One of the first things I did when I got this gig at Field Gulls was to get a subscription to Pro Football Focus, in part so that I could access the content behind their paywall and share the “highlights” of anything I found especially relevant or interesting.
The PFF pairing of the Seattle Seahawks and Julius Brents qualifies as both relevant and interesting.
And, not just because it would mean that John Schneider and Pete Carroll broke a regime-long streak of not selecting cornerbacks on Day One, in Round Two, or any higher than No. 90 overall.
It would also be relevant and interesting because, based on the comments I’ve seen here on Field Gulls (and elsewhere), there are a whole lot of 12s that would be THRILLED if the Seahawks were to select Kansas State’s Julius Brents.
Let’s see what PFF had to say about why they think the Seahawks should ‘swipe right’ on CB Julius Brents on Day 2 of the NFL Draft:
Whether it’s Tariq Woolen (6-foot-4 1/8), Brandon Browner (6-foot-4) or Richard Sherman (6-foot-3), the Seahawks’ type at cornerback looks like a wing guard in the NBA. No cornerback in this class fits that mold better than the nearly 6-foot-3 Brents. His 6-foot-10 wingspan is the longest of any cornerback since that measurement first started getting reported at the combine in 2018. That wingspan translated to four picks and three pass breakups last season in a career year at Kansas State. That would give the Seahawks one freaky duo on the outside.
On the surface of it, I like the idea of drafting Brents. I’m not 100% sold on him being a second-rounder though (even though he’s #70 on PFN’s Consensus Big Board and #70 isn’t too far from the end of Round 2).
- Height: 6-3
- Weight: 198
- Arm: 34 inches
- Hand: 9-5/8 inches
Testing Results from NFL Combine:
- 40-Yard Dash: 4.53 seconds
- 10-Yard Split: 1.57 seconds
- Vertical Jump: 41.5 inches
- Broad Jump: 11 feet 6 inches
- 3-Cone Drill: 6.63 seconds
- 20-Yard Shuttle: 4.05 seconds
- Bench Press: N/A
Here’s his profile from The Athletic (Nick Baumgardner):
Brents spent three years learning under defensive coordinator Phil Parker at Iowa — he missed the 2019 season because of a knee injury — before transferring to Kansas State in 2021.
An extremely long and explosive defensive back, Brents has the ability to close ground in a hurry, and his length is a serious problem for receivers at the line of scrimmage. He is especially smooth in zone coverage (no surprise given his background with Parker). In press, Brents does most of his damage at the line. if a receiver gets a release clean, things can get more interesting, because Brents showed a tendency to get lost on deeper concepts.
Physically, though, he is a rare defensive back with speed, size, burst and length. He just needs to work on everything else.
What say the 12s; is a Woolen-Brents combo what you’d like to see in 2023?
···
> _Exercise 1_:
According to the Brents article, why is Julius Brents especially smooth in zone coverage?
> _Exercise 2_:
Reproduce the passage of the Brents article between "One of the first" and "relevant or interesting.", inclusive.

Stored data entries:
···
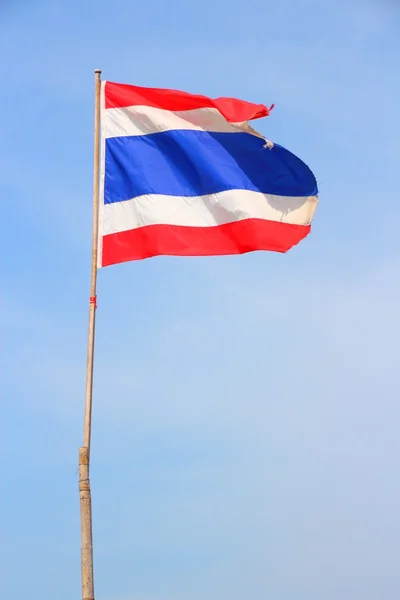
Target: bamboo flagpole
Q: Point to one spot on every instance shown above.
(84, 451)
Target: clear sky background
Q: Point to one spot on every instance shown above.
(246, 409)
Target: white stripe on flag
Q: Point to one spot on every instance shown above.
(206, 211)
(144, 120)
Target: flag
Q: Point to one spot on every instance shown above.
(186, 175)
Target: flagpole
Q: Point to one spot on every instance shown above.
(84, 451)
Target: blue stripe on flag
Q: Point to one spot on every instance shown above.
(195, 163)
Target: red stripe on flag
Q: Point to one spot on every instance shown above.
(238, 237)
(118, 95)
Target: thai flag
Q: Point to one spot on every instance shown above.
(186, 175)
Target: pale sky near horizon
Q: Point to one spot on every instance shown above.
(246, 409)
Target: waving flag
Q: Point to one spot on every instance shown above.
(186, 175)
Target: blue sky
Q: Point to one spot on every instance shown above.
(246, 409)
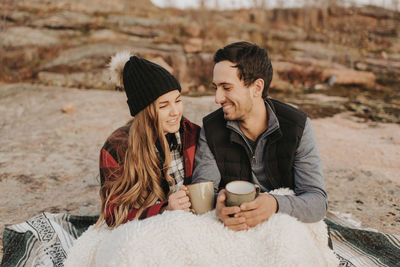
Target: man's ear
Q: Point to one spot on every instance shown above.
(258, 87)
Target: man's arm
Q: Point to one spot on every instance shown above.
(206, 169)
(310, 202)
(205, 166)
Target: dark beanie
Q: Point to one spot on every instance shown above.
(144, 82)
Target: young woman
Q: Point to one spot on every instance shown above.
(145, 164)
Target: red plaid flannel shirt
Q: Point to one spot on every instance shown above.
(113, 153)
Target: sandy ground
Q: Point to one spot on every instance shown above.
(49, 159)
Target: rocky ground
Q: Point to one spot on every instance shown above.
(340, 65)
(51, 137)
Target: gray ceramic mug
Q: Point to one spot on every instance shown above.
(201, 196)
(238, 192)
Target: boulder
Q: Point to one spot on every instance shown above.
(16, 37)
(65, 20)
(129, 20)
(192, 29)
(88, 80)
(193, 45)
(349, 76)
(160, 61)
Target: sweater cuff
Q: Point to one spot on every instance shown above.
(284, 205)
(155, 209)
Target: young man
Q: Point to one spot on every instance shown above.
(254, 138)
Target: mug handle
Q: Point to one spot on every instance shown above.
(258, 188)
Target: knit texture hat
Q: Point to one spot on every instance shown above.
(144, 82)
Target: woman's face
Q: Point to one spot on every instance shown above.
(170, 110)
···
> _Task solution 1_:
The profile attributes his smoothness in zone coverage to his background with defensive coordinator Phil Parker. Brents spent three years learning under Parker at Iowa before transferring to Kansas State in 2021.

> _Task solution 2_:
One of the first things I did when I got this gig at Field Gulls was to get a subscription to Pro Football Focus, in part so that I could access the content behind their paywall and share the “highlights” of anything I found especially relevant or interesting.